-- Problem requirements --
Reproduce word for word the part of the entries below that begins with the line containing "the car side" and continues through the last entry, including both ends.

(Entries from a data source)

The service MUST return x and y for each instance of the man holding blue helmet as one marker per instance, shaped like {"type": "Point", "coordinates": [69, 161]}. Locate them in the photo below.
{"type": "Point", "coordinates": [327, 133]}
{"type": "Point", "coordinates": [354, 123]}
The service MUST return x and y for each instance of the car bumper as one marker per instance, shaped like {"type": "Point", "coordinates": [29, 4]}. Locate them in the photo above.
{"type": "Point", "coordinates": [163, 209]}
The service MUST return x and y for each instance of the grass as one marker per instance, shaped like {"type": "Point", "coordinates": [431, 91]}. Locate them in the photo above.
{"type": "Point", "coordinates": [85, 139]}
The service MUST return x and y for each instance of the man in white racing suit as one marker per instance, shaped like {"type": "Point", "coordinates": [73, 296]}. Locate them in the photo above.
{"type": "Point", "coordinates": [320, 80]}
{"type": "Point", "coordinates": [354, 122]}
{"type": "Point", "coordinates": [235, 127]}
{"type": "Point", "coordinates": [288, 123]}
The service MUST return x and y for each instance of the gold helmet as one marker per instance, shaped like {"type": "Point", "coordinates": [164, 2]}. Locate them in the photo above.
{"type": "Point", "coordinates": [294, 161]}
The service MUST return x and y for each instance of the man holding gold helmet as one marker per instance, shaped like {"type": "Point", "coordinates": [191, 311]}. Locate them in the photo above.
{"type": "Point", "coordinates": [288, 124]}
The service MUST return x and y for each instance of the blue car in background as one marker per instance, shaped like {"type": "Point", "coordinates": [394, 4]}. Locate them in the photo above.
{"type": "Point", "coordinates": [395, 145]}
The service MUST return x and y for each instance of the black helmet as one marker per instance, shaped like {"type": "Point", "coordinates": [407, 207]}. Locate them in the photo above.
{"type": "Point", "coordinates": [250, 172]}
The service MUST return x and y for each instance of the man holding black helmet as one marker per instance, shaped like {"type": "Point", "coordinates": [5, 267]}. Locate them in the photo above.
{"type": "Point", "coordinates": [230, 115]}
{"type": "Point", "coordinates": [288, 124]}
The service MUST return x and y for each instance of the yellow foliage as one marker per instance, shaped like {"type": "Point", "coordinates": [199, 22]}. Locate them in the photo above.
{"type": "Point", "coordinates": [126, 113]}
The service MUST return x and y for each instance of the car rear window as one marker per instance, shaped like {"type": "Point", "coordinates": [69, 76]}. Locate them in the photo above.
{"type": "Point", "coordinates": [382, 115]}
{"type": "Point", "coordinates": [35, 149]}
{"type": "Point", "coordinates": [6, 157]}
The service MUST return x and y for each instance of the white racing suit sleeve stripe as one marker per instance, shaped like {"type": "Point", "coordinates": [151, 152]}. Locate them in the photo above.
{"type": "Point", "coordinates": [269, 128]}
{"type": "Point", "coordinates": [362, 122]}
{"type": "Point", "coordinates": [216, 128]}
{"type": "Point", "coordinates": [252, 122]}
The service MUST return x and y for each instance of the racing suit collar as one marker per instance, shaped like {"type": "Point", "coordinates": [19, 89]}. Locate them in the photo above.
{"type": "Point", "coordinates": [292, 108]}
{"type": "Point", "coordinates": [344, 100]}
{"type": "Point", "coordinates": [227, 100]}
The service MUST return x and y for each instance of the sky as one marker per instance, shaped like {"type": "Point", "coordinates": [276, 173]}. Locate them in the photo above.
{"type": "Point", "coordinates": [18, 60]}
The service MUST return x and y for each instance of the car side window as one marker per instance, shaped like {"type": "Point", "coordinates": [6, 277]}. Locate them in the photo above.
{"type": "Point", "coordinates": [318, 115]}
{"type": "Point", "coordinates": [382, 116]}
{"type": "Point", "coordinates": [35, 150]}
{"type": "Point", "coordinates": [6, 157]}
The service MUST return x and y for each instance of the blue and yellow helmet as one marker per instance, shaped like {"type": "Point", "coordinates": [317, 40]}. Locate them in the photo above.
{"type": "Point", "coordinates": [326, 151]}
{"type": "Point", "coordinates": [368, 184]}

-- Task output --
The service MUST return x and y for each instance of the car side window as one marker per instance, shaped like {"type": "Point", "coordinates": [6, 277]}. Locate them in the photo above.
{"type": "Point", "coordinates": [318, 115]}
{"type": "Point", "coordinates": [382, 116]}
{"type": "Point", "coordinates": [35, 150]}
{"type": "Point", "coordinates": [6, 157]}
The service MUST return x and y for each instance of the blue and yellow helmet as one marker per instance, shaped like {"type": "Point", "coordinates": [317, 40]}. Locate them in the photo above.
{"type": "Point", "coordinates": [326, 151]}
{"type": "Point", "coordinates": [368, 184]}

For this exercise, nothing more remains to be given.